### [CHALLENGE]
Show every line of the items below that contains the word "skate", matching case exactly.

Data records

━━━━━━

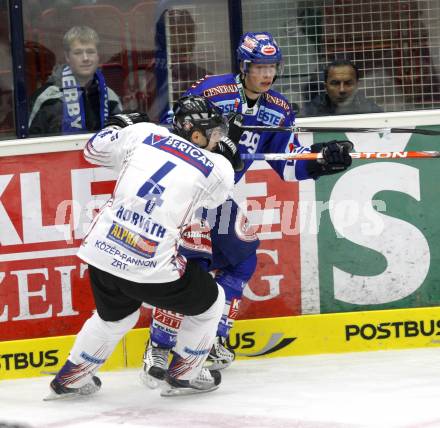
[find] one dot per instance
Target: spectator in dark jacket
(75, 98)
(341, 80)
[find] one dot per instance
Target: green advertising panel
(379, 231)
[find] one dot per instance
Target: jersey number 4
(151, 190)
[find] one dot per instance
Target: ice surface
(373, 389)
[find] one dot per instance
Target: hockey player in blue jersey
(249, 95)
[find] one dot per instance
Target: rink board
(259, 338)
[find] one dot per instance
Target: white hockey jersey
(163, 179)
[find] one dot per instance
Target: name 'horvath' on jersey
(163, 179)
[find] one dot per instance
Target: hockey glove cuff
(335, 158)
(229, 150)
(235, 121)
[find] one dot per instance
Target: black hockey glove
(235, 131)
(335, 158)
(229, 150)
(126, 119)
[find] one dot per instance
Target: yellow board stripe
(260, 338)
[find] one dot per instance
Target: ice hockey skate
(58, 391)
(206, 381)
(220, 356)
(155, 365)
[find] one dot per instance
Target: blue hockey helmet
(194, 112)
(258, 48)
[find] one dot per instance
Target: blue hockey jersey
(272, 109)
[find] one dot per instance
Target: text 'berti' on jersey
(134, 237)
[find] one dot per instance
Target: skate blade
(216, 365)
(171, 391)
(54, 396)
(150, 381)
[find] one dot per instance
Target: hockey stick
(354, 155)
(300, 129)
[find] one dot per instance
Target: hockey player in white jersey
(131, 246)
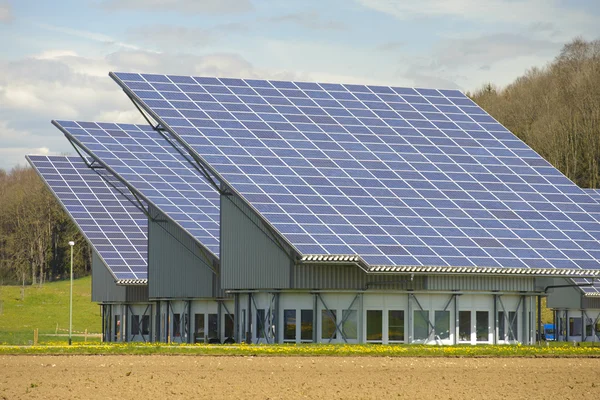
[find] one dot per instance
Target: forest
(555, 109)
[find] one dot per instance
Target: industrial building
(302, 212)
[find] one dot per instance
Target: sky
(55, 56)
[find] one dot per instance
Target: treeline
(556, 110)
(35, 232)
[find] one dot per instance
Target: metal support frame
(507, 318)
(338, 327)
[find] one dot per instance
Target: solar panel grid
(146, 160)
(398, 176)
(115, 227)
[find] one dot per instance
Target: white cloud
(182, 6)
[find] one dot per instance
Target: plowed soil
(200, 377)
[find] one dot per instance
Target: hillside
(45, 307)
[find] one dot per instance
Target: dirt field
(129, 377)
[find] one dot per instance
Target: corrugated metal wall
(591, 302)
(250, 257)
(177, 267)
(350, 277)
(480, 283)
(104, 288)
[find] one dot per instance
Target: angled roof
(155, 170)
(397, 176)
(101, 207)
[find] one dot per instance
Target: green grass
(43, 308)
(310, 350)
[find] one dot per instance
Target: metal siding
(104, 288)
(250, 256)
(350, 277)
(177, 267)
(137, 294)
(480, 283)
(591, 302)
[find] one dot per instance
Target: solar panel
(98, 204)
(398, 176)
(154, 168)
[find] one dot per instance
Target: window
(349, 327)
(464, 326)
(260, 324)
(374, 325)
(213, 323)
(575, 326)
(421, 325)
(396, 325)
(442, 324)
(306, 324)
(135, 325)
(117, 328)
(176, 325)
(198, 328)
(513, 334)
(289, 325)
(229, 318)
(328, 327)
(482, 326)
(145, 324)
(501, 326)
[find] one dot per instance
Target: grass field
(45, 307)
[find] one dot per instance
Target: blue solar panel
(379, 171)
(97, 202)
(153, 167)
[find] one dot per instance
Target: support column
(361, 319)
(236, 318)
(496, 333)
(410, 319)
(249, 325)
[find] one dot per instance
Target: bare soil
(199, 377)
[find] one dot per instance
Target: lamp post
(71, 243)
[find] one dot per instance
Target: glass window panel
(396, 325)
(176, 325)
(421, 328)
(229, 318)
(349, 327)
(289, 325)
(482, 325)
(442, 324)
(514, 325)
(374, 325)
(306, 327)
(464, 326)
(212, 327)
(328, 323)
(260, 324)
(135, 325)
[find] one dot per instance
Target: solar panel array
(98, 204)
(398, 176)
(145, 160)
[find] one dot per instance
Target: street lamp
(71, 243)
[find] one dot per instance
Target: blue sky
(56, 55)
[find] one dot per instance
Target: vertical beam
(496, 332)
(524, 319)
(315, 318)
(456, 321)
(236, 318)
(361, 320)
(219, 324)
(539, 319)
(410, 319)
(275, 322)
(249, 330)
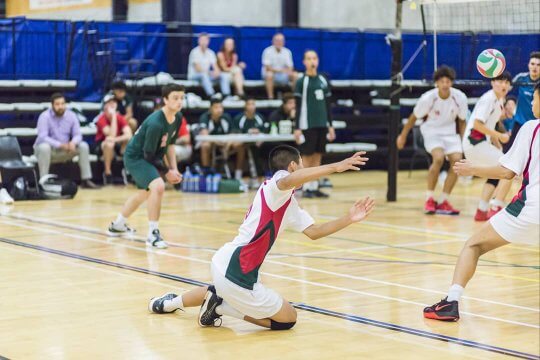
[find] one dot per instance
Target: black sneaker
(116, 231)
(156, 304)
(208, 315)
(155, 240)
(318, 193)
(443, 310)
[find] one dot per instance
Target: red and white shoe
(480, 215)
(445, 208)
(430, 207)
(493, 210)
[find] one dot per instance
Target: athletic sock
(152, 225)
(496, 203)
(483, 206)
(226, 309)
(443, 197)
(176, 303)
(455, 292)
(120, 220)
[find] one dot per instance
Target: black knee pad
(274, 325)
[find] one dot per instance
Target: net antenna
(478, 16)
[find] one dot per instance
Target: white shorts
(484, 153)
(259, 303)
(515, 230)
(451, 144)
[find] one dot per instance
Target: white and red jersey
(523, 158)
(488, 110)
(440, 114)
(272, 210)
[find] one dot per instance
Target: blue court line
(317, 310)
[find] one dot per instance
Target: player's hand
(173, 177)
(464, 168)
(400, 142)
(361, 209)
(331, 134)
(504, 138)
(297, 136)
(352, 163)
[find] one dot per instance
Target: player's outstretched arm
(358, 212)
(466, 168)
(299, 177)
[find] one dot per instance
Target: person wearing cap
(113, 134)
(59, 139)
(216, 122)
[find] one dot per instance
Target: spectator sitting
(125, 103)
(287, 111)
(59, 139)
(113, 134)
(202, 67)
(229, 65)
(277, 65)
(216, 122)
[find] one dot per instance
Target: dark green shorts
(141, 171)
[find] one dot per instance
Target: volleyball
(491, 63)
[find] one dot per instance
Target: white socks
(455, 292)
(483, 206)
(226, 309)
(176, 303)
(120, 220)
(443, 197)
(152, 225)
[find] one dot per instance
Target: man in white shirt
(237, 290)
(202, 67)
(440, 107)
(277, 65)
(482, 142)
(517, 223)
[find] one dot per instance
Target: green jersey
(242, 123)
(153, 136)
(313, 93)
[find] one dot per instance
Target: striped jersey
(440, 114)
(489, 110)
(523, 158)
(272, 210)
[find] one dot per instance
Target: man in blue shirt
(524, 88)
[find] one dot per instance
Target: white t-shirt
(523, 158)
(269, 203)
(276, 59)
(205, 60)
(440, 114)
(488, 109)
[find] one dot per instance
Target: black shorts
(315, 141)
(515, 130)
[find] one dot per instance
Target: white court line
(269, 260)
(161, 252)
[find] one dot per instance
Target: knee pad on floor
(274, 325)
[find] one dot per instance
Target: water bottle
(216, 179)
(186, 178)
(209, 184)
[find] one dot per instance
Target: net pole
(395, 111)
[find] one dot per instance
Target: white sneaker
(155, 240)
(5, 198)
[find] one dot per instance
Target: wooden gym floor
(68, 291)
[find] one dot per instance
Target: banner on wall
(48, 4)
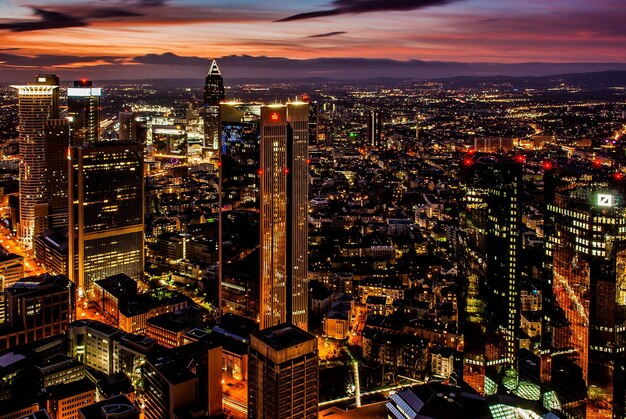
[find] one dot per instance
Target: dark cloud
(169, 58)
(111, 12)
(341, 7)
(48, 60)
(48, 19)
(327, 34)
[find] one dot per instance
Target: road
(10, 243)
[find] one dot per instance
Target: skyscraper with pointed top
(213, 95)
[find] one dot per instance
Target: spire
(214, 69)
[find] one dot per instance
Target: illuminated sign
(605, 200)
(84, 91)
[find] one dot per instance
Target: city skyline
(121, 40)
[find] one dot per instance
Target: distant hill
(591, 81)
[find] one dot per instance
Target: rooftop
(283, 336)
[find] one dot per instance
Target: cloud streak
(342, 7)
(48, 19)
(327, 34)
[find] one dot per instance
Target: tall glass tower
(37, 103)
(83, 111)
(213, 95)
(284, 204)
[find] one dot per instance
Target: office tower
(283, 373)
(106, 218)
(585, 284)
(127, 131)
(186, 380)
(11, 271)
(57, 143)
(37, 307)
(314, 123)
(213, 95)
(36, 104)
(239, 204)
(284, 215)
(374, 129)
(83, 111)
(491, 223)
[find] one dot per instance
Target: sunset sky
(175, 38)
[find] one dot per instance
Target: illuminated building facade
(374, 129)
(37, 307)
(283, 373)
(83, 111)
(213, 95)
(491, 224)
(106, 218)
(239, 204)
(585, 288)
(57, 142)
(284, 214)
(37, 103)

━━━━━━

### [ANSWER FOR THIS EXERCISE]
Target: ice hockey skate
Target: skate blade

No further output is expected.